(Records excerpted from a collection)

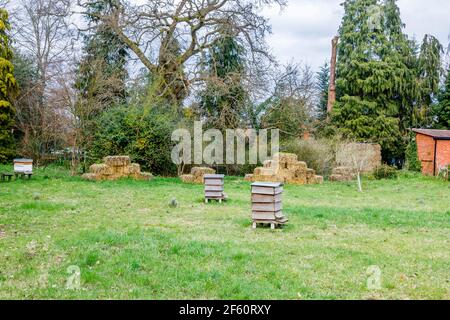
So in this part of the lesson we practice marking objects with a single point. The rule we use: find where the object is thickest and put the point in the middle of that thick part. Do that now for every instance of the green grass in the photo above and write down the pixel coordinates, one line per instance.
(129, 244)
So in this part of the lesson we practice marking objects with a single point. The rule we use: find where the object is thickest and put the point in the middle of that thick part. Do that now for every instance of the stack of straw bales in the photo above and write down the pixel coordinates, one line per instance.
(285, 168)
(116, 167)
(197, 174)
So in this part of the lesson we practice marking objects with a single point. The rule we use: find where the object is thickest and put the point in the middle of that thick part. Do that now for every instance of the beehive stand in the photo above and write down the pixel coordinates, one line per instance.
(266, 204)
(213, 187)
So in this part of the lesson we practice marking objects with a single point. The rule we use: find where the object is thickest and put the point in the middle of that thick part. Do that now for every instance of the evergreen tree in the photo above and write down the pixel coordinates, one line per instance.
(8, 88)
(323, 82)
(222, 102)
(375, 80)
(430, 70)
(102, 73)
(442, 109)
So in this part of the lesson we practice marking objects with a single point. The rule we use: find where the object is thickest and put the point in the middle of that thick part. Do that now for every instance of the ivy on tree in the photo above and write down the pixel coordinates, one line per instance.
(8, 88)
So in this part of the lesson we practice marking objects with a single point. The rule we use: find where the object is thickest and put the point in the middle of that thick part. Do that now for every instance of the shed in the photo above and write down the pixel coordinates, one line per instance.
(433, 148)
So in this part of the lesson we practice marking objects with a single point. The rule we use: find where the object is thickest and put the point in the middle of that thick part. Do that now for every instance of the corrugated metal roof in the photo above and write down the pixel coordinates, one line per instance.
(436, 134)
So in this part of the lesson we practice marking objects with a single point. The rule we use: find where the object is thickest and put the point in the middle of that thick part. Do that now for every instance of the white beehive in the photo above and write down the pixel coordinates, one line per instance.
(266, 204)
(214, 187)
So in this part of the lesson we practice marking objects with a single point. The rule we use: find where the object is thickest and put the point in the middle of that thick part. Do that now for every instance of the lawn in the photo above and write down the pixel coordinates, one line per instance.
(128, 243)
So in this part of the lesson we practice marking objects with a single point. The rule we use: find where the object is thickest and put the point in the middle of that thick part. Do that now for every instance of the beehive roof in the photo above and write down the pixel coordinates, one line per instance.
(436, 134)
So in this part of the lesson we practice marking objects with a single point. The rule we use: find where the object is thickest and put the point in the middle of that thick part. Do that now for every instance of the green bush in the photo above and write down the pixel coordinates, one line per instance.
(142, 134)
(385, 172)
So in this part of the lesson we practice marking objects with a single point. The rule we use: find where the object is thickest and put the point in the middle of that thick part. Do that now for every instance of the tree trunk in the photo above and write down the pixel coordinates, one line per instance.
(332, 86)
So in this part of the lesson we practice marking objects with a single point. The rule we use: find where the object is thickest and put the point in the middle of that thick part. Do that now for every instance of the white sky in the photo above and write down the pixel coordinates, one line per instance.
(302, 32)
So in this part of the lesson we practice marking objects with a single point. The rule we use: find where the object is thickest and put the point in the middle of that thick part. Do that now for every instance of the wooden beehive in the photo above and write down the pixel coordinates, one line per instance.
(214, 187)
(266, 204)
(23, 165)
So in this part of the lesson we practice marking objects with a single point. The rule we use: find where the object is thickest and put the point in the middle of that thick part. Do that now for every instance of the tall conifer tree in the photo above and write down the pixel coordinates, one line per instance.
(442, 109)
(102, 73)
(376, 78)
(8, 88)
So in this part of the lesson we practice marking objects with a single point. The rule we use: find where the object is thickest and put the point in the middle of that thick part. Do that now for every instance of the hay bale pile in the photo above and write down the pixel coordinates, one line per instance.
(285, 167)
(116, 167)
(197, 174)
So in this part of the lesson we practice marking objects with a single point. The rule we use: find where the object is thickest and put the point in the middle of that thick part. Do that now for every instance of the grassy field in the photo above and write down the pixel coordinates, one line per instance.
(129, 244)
---
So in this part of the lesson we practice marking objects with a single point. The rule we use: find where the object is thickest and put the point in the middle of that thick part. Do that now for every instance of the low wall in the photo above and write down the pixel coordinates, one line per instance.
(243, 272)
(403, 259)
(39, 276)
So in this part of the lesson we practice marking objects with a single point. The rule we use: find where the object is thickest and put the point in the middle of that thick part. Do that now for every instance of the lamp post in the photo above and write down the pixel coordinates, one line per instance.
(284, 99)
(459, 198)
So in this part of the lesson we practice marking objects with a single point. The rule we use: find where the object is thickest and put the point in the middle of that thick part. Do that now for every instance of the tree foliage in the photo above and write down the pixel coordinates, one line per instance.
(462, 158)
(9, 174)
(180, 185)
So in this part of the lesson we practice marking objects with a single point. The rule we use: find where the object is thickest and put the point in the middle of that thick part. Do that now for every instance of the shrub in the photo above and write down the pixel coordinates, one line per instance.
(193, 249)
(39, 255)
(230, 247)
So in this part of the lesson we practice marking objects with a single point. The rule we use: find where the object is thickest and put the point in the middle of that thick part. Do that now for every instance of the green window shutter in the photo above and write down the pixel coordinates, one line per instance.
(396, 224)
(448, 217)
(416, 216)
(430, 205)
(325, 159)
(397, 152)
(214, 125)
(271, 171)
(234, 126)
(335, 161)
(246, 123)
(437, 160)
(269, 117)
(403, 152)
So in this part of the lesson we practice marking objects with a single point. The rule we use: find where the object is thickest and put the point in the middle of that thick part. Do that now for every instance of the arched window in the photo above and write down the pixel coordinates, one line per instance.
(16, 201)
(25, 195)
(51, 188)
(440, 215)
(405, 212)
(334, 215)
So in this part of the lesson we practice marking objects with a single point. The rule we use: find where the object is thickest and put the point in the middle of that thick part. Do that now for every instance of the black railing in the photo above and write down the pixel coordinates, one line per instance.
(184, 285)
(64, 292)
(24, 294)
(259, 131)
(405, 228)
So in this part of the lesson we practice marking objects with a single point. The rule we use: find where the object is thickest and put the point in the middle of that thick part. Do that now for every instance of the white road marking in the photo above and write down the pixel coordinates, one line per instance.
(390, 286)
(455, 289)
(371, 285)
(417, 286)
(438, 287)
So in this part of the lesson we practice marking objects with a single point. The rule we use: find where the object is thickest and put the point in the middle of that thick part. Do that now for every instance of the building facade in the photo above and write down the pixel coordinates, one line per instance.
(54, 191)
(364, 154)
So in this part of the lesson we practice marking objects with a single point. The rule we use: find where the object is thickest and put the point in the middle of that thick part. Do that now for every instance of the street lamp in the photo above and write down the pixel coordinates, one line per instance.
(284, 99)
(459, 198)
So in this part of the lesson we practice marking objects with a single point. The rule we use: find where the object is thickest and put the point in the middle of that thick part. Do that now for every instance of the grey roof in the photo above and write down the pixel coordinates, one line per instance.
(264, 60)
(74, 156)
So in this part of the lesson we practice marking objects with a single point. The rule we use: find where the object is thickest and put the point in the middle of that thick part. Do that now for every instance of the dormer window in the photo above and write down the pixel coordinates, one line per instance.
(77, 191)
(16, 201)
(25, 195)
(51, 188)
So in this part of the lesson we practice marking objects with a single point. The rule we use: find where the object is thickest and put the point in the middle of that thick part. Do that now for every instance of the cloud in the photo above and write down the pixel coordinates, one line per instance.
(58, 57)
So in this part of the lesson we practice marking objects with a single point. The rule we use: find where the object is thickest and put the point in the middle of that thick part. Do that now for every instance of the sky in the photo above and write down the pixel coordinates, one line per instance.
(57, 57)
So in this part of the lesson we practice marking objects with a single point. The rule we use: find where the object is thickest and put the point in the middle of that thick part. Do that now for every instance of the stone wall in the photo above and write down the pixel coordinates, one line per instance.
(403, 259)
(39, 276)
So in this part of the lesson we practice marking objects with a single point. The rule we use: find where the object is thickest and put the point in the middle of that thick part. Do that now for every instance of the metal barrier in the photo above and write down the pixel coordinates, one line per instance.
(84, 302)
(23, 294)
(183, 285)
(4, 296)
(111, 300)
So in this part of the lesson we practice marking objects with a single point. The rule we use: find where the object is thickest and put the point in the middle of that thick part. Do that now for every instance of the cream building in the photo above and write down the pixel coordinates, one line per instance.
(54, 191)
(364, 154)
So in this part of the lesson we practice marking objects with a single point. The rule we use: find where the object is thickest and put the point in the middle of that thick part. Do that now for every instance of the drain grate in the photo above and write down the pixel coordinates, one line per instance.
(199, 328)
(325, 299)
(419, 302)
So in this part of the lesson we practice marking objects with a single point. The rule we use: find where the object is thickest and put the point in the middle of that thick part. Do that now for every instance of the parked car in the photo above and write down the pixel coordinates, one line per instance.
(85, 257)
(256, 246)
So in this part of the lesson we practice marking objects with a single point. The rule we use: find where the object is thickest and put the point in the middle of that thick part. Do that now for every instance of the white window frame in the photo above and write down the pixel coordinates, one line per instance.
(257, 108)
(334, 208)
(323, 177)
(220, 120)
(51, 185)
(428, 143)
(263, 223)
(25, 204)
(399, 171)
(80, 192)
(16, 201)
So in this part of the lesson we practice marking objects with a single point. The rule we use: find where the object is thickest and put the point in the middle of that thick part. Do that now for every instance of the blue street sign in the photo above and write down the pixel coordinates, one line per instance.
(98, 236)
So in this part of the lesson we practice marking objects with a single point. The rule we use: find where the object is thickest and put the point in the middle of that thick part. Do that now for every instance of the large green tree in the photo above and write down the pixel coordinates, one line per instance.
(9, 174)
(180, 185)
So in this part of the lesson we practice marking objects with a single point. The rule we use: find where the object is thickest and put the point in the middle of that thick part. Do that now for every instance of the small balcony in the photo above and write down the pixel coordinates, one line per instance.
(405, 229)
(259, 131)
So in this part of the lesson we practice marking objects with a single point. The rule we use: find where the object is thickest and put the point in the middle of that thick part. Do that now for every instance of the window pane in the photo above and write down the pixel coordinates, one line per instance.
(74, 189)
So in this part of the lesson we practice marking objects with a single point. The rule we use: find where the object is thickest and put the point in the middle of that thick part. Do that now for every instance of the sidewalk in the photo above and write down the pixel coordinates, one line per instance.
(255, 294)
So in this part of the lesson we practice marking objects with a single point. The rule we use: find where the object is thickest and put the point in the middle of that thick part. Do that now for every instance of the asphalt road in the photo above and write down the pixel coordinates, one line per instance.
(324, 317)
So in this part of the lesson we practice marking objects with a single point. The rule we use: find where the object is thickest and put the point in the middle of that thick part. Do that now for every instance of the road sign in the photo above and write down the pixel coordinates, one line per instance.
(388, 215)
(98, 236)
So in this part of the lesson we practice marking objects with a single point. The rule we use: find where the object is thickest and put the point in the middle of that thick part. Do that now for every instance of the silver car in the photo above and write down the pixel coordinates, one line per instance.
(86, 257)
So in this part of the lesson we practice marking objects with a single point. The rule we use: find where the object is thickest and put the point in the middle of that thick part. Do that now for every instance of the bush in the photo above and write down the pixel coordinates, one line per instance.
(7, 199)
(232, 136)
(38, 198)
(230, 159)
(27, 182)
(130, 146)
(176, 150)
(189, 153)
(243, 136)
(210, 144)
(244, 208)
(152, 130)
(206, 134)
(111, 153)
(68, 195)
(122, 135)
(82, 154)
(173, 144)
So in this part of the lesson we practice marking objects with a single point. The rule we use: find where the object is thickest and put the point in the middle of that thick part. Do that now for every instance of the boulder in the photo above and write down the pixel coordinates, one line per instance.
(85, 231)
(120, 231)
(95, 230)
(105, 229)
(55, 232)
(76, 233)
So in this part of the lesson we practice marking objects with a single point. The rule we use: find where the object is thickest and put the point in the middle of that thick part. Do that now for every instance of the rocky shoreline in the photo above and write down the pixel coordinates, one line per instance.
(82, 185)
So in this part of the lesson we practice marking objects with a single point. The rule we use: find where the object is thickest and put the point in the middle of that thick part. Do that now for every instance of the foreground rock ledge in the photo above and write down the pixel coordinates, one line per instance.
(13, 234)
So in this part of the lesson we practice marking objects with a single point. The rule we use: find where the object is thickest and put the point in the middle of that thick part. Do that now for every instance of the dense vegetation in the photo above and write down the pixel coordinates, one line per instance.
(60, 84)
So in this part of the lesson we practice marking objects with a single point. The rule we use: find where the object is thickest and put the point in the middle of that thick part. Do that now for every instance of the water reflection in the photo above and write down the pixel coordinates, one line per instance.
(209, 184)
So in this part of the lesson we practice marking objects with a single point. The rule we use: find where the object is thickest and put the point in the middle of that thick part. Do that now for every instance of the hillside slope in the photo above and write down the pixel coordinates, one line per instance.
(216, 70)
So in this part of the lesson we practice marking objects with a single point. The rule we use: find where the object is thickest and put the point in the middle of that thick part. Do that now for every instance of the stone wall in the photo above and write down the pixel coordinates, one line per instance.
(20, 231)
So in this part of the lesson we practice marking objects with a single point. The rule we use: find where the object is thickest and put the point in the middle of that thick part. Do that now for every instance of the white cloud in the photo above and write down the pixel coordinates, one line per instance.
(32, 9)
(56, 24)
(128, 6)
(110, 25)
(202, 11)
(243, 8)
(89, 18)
--
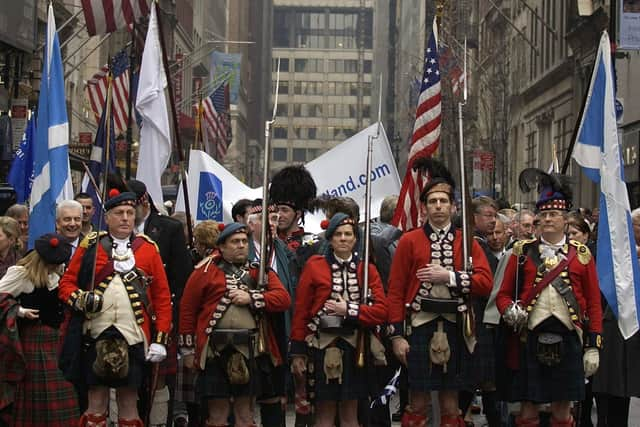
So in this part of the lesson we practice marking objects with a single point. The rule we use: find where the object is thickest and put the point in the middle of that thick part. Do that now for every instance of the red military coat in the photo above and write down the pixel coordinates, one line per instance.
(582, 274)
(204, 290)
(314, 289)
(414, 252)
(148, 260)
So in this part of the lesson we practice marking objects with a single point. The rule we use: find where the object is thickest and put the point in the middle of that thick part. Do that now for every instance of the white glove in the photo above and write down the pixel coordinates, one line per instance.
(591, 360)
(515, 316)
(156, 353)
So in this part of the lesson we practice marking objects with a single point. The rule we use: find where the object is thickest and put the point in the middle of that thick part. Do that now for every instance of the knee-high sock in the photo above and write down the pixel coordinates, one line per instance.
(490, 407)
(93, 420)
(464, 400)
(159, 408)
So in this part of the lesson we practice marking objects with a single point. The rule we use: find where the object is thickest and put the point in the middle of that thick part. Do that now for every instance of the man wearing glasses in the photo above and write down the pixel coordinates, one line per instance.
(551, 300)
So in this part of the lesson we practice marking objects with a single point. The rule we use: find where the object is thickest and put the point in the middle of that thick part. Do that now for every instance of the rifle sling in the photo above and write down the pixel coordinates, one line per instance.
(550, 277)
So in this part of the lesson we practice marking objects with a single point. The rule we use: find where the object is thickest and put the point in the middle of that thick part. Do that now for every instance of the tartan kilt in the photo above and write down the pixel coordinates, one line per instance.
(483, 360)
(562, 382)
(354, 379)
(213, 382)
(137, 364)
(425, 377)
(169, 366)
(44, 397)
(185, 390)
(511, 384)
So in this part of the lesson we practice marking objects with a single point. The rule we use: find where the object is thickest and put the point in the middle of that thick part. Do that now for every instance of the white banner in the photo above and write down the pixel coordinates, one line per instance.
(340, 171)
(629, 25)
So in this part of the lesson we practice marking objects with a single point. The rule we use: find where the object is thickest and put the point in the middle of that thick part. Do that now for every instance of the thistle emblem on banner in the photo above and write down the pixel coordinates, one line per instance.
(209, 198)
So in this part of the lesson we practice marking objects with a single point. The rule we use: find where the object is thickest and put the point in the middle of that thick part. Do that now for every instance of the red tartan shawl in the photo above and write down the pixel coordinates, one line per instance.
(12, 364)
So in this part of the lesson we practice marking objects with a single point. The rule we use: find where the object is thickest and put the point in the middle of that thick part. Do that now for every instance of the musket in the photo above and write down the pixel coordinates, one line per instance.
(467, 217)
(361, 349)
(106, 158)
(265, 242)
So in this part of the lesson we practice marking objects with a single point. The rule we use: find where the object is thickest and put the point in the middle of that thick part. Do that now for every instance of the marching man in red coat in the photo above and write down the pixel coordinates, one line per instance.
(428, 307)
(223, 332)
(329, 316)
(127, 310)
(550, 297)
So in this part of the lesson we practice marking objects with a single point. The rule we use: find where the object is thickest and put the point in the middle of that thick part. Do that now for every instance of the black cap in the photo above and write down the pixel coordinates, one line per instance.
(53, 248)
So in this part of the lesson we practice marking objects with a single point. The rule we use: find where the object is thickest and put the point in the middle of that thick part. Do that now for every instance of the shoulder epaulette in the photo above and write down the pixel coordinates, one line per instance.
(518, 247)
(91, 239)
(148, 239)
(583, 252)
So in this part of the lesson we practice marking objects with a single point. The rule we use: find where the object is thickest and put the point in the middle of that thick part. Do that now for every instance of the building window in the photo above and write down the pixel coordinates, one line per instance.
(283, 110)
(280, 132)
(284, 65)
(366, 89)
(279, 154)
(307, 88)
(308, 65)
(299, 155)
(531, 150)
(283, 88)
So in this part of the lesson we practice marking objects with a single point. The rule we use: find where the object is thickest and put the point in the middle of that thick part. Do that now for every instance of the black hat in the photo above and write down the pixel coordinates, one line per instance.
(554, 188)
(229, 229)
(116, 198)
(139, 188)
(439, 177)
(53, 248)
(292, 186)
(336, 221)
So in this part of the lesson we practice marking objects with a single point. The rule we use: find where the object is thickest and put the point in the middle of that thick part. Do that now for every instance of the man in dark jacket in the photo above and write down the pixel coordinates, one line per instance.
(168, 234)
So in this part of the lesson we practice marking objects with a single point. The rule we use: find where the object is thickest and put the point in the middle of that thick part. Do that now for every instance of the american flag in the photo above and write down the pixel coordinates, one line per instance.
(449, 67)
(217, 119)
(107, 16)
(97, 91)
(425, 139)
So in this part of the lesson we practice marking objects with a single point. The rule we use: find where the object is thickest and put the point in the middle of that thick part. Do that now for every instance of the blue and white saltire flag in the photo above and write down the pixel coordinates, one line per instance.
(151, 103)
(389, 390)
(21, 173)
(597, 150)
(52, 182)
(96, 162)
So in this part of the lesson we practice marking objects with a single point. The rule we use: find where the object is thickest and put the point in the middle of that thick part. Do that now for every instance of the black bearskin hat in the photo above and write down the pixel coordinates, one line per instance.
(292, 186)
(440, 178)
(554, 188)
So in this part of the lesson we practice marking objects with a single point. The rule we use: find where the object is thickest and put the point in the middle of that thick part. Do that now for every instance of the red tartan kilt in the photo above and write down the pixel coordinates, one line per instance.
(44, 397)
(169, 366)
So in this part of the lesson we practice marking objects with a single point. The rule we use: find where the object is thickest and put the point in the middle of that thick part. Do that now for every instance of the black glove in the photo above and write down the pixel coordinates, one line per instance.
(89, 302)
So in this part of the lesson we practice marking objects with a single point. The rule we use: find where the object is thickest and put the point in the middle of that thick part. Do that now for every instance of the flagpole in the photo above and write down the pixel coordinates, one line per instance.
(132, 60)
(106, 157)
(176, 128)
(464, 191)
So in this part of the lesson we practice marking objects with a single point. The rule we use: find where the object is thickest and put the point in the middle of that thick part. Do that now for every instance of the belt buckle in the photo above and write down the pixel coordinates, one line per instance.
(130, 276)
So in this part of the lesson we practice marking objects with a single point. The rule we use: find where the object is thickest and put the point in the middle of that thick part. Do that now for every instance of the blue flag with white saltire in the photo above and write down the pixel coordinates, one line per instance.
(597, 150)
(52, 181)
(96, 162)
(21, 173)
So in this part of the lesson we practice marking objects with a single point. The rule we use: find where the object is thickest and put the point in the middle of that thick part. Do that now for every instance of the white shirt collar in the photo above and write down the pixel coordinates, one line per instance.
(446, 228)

→ **Description of the task**
From the listing above, pick out each line containing the string "sign" and copy those lines in full.

→ **Completed exercise**
So in this part of the lesson we practice marking objects with a single point. The rule we use: find where the object is thickest and put the point in the middle of that thick part. Do that now for every instance of the blue street sign in the photo above and write down the pixel coordinates, one line per instance.
So in this part of the lesson we practice marking objects with a single point. The rule we use: find where the object is thickest and put the point in the middle of that thick part. Do that now for every instance of the road sign in the photo above and write down the pixel coordinates, one line per instance.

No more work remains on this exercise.